Count the lines in the data below that contain the string "target". Reply with the number only.

>> Begin SUPPLIED MATERIAL

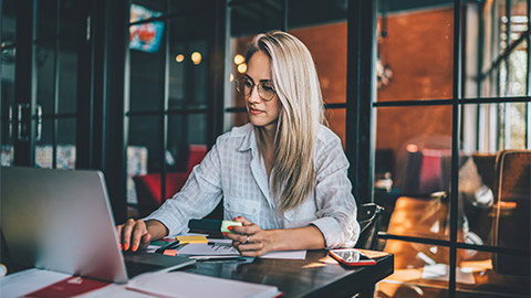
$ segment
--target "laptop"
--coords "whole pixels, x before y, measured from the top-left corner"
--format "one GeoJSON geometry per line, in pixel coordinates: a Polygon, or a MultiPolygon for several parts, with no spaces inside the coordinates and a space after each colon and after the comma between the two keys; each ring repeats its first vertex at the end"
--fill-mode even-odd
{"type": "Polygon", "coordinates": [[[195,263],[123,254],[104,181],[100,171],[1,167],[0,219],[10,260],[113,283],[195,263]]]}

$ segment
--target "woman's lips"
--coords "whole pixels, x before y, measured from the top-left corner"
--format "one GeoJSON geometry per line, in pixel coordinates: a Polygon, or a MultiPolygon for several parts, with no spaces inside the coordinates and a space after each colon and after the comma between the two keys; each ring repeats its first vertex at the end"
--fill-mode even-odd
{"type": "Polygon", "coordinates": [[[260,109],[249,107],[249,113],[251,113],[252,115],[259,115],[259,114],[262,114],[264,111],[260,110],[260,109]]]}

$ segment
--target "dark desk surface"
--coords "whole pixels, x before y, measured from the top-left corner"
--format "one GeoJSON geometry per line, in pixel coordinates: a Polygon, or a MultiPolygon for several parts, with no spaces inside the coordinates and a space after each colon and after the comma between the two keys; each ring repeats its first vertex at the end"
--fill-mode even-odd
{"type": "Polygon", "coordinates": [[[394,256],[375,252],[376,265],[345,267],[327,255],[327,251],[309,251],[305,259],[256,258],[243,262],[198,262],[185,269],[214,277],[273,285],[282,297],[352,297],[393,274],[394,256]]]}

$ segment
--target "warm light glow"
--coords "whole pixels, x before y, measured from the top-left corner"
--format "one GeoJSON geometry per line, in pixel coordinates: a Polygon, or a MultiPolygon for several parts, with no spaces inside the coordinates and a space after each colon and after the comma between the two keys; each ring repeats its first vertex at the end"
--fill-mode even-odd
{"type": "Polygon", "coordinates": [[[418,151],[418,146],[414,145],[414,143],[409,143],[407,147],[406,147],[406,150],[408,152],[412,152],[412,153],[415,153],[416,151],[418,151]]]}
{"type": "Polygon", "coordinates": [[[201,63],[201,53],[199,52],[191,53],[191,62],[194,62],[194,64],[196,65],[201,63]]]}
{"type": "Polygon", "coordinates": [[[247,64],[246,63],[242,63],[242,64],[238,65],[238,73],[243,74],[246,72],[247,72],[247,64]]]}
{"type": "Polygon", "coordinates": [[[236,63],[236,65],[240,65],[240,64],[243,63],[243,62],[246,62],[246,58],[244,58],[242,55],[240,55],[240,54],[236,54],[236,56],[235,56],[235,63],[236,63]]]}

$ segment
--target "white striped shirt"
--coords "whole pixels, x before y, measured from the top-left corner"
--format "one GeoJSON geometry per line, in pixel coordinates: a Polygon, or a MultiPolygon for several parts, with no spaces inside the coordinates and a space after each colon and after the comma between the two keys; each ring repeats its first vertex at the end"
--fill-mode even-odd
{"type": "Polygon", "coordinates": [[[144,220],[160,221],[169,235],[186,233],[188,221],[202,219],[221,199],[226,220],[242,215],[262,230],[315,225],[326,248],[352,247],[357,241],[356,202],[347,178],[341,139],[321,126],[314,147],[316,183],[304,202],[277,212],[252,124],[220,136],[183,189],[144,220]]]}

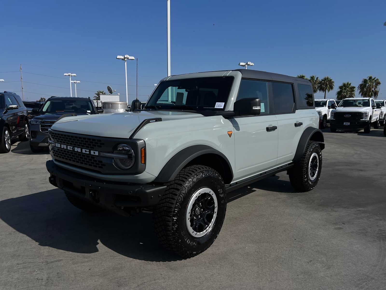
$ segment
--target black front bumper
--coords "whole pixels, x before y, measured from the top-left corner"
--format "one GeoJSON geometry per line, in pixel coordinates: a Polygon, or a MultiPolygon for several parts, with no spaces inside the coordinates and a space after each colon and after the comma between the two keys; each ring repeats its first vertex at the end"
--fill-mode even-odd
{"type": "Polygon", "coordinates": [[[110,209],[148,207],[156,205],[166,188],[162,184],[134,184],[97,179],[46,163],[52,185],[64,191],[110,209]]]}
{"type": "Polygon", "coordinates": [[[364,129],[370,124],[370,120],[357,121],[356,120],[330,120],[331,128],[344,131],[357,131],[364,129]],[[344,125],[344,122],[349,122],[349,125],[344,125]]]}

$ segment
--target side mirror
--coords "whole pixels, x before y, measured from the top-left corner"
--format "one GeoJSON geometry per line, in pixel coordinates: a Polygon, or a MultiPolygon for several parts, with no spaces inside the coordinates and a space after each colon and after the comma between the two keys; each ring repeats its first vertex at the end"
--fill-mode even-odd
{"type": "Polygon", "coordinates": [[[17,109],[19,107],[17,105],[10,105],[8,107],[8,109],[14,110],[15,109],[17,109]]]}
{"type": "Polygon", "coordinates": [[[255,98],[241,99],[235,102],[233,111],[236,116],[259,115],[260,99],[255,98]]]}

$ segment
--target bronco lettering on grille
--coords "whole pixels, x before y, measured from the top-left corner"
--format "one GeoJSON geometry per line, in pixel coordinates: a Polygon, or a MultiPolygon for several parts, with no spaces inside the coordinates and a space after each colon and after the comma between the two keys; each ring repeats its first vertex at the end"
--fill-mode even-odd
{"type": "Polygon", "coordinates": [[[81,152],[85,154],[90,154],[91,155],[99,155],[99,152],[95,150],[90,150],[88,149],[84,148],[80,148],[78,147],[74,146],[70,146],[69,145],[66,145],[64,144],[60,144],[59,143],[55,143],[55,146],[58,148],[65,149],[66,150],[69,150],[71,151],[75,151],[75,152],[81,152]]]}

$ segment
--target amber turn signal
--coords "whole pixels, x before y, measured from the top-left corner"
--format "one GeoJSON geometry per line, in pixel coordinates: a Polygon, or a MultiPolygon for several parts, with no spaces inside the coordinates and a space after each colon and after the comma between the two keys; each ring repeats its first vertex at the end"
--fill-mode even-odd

>> End SUPPLIED MATERIAL

TASK SOLUTION: 9